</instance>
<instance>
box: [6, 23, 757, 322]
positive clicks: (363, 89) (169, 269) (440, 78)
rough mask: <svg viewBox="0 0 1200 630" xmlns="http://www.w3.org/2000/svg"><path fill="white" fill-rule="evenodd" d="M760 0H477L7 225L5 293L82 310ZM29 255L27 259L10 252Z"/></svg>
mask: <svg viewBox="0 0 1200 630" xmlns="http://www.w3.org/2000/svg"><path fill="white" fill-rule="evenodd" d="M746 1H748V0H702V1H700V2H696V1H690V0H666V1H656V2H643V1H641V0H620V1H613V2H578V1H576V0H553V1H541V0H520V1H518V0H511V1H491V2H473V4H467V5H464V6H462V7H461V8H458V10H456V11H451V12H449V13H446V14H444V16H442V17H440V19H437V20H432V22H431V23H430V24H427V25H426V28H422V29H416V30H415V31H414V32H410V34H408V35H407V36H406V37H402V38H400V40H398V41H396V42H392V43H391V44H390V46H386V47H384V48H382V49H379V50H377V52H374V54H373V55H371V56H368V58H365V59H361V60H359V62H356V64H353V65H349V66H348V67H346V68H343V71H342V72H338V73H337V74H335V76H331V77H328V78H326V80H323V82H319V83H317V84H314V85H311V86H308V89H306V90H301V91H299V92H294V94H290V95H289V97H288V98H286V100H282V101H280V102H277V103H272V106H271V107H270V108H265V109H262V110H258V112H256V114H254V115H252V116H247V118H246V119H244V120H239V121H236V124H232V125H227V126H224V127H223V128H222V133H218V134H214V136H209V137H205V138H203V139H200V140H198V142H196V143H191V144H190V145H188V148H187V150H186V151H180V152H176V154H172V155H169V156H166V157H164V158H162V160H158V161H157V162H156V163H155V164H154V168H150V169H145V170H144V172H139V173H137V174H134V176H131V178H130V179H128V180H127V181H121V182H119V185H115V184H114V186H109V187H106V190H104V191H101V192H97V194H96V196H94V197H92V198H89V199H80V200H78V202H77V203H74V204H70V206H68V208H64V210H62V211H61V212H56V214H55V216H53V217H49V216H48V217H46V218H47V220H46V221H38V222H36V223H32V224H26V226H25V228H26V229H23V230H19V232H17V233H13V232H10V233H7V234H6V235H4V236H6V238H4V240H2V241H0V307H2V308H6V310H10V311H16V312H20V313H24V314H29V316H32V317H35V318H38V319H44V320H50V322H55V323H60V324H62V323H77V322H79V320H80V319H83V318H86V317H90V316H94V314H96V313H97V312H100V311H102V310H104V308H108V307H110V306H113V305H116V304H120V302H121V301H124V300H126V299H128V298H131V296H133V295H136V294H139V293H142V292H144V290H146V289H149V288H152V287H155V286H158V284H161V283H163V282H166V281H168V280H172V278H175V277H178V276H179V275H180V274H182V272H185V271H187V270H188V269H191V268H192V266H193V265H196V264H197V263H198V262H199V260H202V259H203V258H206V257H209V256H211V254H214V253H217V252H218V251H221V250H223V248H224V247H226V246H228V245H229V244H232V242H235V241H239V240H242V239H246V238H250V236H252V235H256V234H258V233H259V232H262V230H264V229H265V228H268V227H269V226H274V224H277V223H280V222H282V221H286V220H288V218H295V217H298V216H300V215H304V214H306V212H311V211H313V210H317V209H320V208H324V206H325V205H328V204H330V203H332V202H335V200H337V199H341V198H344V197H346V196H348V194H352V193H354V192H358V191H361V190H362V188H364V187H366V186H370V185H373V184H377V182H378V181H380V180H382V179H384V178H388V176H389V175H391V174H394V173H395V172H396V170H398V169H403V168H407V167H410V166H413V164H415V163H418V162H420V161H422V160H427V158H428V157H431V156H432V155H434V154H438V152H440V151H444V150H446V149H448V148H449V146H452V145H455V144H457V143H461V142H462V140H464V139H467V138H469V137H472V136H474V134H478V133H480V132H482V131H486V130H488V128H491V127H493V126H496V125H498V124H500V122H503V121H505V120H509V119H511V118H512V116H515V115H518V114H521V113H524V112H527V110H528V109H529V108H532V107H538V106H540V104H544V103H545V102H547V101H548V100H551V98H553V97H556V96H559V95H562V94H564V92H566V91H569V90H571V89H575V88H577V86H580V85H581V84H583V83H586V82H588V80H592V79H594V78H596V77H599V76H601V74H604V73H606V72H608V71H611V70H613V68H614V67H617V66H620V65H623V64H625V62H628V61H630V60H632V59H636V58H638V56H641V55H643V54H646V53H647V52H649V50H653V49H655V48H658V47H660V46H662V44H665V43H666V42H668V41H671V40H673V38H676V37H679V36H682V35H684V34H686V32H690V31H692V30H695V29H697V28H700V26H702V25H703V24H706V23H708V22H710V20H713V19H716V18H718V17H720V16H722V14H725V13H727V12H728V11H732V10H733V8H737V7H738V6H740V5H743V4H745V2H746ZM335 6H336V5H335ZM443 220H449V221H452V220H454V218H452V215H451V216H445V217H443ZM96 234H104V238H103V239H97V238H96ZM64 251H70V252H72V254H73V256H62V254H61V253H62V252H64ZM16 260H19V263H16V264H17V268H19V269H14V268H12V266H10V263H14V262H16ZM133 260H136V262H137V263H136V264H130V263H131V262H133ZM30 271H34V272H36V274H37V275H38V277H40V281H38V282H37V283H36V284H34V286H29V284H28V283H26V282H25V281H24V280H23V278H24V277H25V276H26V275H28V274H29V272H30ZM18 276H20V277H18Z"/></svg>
========================================
**Cosa fare:** Ripeti tali e quali le righe qui sopra, con tutti i record dal primo all'ultimo.

**Risultato:**
</instance>
<instance>
box: [6, 23, 757, 322]
positive clicks: (363, 89) (169, 269) (440, 78)
rough mask: <svg viewBox="0 0 1200 630" xmlns="http://www.w3.org/2000/svg"><path fill="white" fill-rule="evenodd" d="M760 0H477L7 225L5 293L82 310ZM29 255L27 259L10 252Z"/></svg>
mask: <svg viewBox="0 0 1200 630" xmlns="http://www.w3.org/2000/svg"><path fill="white" fill-rule="evenodd" d="M746 1H748V0H702V1H700V2H696V1H690V0H666V1H656V2H643V1H641V0H620V1H613V2H578V1H576V0H553V1H541V0H520V1H518V0H511V1H491V2H473V4H467V5H464V6H462V7H461V8H458V10H456V11H451V12H449V13H446V14H444V16H442V17H440V19H437V20H432V22H431V23H430V24H427V25H426V28H422V29H416V30H415V31H414V32H410V34H408V35H407V36H406V37H402V38H400V40H398V41H396V42H392V43H391V44H390V46H386V47H384V48H382V49H379V50H377V52H374V54H373V55H371V56H368V58H365V59H361V60H359V62H356V64H353V65H349V66H348V67H346V68H343V71H342V72H338V73H337V74H335V76H331V77H328V78H326V80H323V82H319V83H317V84H314V85H311V86H308V89H306V90H301V91H299V92H294V94H290V95H289V97H288V98H286V100H282V101H280V102H277V103H272V106H271V107H270V108H265V109H262V110H258V112H256V114H254V115H252V116H247V118H246V119H244V120H239V121H236V124H232V125H227V126H224V127H223V128H222V133H218V134H214V136H209V137H205V138H203V139H200V140H198V142H196V143H191V144H190V145H188V148H187V150H186V151H180V152H176V154H172V155H169V156H166V157H164V158H162V160H158V161H157V162H156V163H155V164H154V168H150V169H145V170H144V172H139V173H137V174H134V176H131V178H130V179H128V180H127V181H121V182H119V185H115V184H114V186H109V187H106V190H104V191H101V192H97V194H96V196H94V197H92V198H89V199H80V200H78V202H77V203H74V204H70V206H68V208H64V210H62V211H61V212H56V214H55V216H53V217H49V216H48V217H46V218H47V220H46V221H38V222H36V223H32V224H26V226H25V228H26V229H23V230H19V232H17V233H13V232H10V233H7V234H6V235H4V236H6V238H4V240H2V241H0V307H2V308H6V310H10V311H16V312H20V313H24V314H29V316H32V317H35V318H38V319H44V320H50V322H55V323H60V324H62V323H77V322H79V320H80V319H83V318H86V317H90V316H94V314H96V313H97V312H100V311H102V310H104V308H108V307H110V306H113V305H116V304H120V302H121V301H124V300H126V299H128V298H131V296H133V295H136V294H139V293H142V292H144V290H146V289H149V288H152V287H155V286H158V284H161V283H163V282H166V281H168V280H172V278H175V277H178V276H179V275H180V274H182V272H185V271H187V270H188V269H191V268H192V266H193V265H196V264H197V263H198V262H199V260H202V259H203V258H206V257H209V256H211V254H214V253H217V252H218V251H221V250H223V248H224V247H226V246H228V245H229V244H232V242H235V241H239V240H242V239H246V238H250V236H252V235H256V234H258V233H259V232H262V230H264V229H265V228H268V227H269V226H274V224H277V223H280V222H282V221H286V220H288V218H295V217H298V216H300V215H304V214H306V212H311V211H313V210H317V209H320V208H324V206H325V205H328V204H330V203H332V202H335V200H337V199H341V198H344V197H346V196H348V194H352V193H354V192H358V191H361V190H362V188H364V187H366V186H370V185H373V184H377V182H378V181H380V180H382V179H384V178H388V176H389V175H391V174H394V173H395V172H396V170H398V169H403V168H407V167H410V166H413V164H415V163H418V162H420V161H422V160H427V158H428V157H431V156H432V155H434V154H438V152H440V151H444V150H446V149H448V148H449V146H452V145H455V144H457V143H461V142H462V140H464V139H467V138H469V137H472V136H474V134H478V133H480V132H482V131H486V130H488V128H491V127H493V126H496V125H498V124H500V122H503V121H505V120H509V119H511V118H512V116H515V115H518V114H521V113H524V112H527V110H528V109H529V108H532V107H538V106H540V104H544V103H545V102H547V101H548V100H551V98H553V97H556V96H559V95H562V94H564V92H566V91H569V90H571V89H575V88H577V86H580V85H581V84H583V83H586V82H588V80H592V79H594V78H596V77H599V76H601V74H604V73H606V72H608V71H611V70H613V68H614V67H617V66H620V65H623V64H625V62H628V61H630V60H632V59H636V58H638V56H641V55H643V54H646V53H647V52H649V50H653V49H655V48H658V47H660V46H662V44H665V43H666V42H668V41H671V40H673V38H676V37H679V36H682V35H684V34H686V32H690V31H692V30H695V29H697V28H700V26H702V25H703V24H706V23H708V22H710V20H713V19H716V18H718V17H720V16H722V14H725V13H727V12H728V11H732V10H733V8H737V7H738V6H740V5H743V4H745V2H746ZM335 6H336V5H335ZM443 220H449V221H452V220H454V218H452V215H451V216H445V217H443ZM96 234H104V238H103V239H97V238H96ZM64 251H70V252H72V254H73V256H62V254H61V253H62V252H64ZM16 260H19V263H16V264H17V268H19V269H14V268H12V266H10V263H14V262H16ZM133 260H136V262H137V263H136V264H130V263H131V262H133ZM30 271H34V272H36V274H37V275H38V277H40V281H38V282H37V283H36V284H34V286H29V284H28V283H26V282H25V281H24V280H23V278H24V277H25V276H26V275H28V274H29V272H30ZM18 276H20V277H18Z"/></svg>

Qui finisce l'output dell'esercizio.